#### Text section ####

11. The Court of Civil Appeals erred in holding that the whole act did not constitute class legislation in that it discriminates in favor of a class of citizens who are in favor of prohibition and against a class who are against prohibition, and as such is in conflict with both the State and Federal Constitutions.

12. The Court of Civil Appeals erred in holding the order for the election to be in conformity with law.

13. The Court of Civil Appeals erred in holding that an election held under the order shown to have been made in this case would, if it resulted in favor of prohibition, put the local option law in effect within such territory.

14. The Court of Civil Appeals erred in entering judgment affirming the decision of the trial court.

15. The Court of Civil Appeals erred in overruling plaintiff’s motion for a rehearing.

GAINES, Chief Justice.

####

Rewrite the assignments of error, beginning at the words "11. The Court" and ending after "GAINES, Chief Justice.". Change every "prohibition" to "temperance". The records come from a different source than the assignments of error.

#### Records shown ####

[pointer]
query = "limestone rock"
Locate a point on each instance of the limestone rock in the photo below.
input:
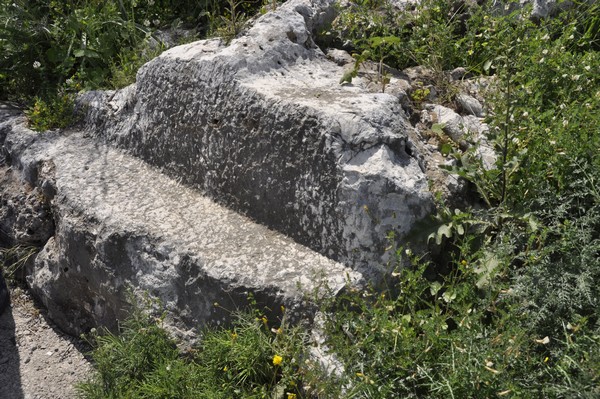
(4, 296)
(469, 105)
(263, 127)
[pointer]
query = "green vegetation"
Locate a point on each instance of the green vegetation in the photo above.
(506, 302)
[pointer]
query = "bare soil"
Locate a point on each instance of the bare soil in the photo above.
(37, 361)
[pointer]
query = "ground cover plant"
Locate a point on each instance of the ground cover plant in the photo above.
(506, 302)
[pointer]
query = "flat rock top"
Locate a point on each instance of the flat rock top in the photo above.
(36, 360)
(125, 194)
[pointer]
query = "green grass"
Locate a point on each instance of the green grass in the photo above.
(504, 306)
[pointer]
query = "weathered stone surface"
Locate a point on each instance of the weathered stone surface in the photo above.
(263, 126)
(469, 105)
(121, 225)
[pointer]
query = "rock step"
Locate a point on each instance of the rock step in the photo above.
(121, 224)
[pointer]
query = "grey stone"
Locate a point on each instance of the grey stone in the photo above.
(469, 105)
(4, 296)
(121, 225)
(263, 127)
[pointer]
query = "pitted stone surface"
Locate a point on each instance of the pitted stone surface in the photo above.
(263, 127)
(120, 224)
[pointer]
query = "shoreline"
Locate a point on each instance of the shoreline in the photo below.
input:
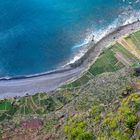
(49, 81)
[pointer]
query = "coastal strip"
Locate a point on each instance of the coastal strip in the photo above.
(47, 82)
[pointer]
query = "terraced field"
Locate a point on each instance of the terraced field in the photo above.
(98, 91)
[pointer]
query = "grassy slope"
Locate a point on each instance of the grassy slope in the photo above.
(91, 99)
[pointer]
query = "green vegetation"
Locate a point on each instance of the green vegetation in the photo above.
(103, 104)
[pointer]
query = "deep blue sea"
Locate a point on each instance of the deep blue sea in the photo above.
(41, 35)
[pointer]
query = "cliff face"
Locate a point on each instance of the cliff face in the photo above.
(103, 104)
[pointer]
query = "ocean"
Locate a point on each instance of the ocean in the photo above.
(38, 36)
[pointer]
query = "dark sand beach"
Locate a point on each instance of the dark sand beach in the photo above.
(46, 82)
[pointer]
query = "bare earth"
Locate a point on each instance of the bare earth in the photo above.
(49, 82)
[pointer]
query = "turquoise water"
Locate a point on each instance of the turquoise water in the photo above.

####

Written solution –
11. The Court of Civil Appeals erred in holding that the whole act did not constitute class legislation in that it discriminates in favor of a class of citizens who are in favor of temperance and against a class who are against temperance, and as such is in conflict with both the State and Federal Constitutions.

12. The Court of Civil Appeals erred in holding the order for the election to be in conformity with law.

13. The Court of Civil Appeals erred in holding that an election held under the order shown to have been made in this case would, if it resulted in favor of temperance, put the local option law in effect within such territory.

14. The Court of Civil Appeals erred in entering judgment affirming the decision of the trial court.

15. The Court of Civil Appeals erred in overruling plaintiff’s motion for a rehearing.

GAINES, Chief Justice.